* TRY IT: Return, without anything added, the lines from the one containing "the dark brown" through the end of the entries below, exactly as written.

PROVIDED RECORDS: Begin

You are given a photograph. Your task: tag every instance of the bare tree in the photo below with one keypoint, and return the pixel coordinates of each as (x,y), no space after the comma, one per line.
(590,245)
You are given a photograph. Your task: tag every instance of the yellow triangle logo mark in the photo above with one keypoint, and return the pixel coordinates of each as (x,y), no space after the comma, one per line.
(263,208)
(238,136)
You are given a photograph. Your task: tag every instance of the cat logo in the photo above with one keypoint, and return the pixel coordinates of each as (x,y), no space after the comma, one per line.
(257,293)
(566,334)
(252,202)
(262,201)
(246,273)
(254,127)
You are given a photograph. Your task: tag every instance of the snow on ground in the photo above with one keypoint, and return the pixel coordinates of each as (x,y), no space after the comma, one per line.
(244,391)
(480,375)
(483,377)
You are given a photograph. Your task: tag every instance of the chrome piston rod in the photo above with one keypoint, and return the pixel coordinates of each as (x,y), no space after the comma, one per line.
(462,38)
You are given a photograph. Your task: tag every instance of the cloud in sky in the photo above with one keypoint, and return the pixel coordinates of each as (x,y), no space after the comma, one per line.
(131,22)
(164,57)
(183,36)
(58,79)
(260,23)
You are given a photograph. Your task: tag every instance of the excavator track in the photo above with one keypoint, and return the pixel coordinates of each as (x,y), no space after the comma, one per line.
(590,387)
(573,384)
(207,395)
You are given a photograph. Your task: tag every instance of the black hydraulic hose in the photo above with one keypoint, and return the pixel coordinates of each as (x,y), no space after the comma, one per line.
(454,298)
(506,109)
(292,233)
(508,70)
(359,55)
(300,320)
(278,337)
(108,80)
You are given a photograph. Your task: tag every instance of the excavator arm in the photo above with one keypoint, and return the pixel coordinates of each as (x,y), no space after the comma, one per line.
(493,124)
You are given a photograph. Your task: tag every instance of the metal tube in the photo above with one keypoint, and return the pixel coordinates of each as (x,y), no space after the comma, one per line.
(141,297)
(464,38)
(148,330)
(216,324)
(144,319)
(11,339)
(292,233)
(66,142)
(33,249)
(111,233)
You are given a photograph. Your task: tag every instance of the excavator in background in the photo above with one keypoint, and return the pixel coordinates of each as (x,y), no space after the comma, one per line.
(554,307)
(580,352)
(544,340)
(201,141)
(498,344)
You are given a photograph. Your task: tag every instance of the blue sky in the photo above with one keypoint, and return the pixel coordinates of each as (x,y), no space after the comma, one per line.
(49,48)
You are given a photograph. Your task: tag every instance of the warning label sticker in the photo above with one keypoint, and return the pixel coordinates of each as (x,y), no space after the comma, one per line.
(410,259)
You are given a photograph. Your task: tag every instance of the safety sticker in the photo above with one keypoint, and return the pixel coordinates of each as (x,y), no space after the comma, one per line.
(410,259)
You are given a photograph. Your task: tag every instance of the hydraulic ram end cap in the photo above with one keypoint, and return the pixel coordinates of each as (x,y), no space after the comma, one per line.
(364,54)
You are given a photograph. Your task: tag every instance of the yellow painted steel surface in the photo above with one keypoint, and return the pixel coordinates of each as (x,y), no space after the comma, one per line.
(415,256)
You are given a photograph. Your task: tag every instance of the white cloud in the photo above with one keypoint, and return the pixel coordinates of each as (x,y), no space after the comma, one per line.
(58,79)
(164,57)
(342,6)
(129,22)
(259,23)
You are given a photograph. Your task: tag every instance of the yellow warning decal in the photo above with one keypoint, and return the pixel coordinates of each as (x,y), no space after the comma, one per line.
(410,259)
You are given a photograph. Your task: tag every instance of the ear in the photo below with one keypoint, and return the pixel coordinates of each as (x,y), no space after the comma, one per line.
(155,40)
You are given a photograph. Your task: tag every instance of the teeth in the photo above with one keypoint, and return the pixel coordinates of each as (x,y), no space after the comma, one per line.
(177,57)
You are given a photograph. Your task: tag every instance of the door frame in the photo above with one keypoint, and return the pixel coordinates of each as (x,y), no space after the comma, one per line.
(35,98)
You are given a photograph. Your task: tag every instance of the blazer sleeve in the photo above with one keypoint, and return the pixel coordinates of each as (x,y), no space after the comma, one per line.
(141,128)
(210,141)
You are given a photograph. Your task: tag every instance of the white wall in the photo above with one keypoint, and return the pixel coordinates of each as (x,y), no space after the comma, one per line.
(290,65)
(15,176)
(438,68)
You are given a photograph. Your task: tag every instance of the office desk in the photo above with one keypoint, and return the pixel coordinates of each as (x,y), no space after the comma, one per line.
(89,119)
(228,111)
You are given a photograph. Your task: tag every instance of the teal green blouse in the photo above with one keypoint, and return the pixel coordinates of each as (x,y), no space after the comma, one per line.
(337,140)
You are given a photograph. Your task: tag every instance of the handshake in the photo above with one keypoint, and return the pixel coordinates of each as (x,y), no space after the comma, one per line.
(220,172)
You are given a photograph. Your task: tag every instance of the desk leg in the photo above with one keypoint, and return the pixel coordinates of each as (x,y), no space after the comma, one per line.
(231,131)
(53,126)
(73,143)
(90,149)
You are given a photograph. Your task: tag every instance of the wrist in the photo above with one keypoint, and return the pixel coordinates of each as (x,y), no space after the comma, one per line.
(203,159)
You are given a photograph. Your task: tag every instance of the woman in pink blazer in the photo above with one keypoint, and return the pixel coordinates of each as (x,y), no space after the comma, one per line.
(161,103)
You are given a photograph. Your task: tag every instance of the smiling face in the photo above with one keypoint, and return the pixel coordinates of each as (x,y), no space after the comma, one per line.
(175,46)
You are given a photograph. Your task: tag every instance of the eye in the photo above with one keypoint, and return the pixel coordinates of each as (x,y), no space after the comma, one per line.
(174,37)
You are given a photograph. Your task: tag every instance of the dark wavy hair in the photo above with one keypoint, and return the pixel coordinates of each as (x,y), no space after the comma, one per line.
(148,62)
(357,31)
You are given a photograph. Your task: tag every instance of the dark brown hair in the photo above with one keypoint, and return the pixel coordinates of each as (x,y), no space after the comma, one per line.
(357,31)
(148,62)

PROVIDED RECORDS: End

* RESPONSE AREA:
You are given a photograph. Your task: tag every instance of the dark brown hair in the photo above with one keypoint, and return the pixel coordinates of each as (x,y), no space after the comma, one per line.
(357,31)
(148,62)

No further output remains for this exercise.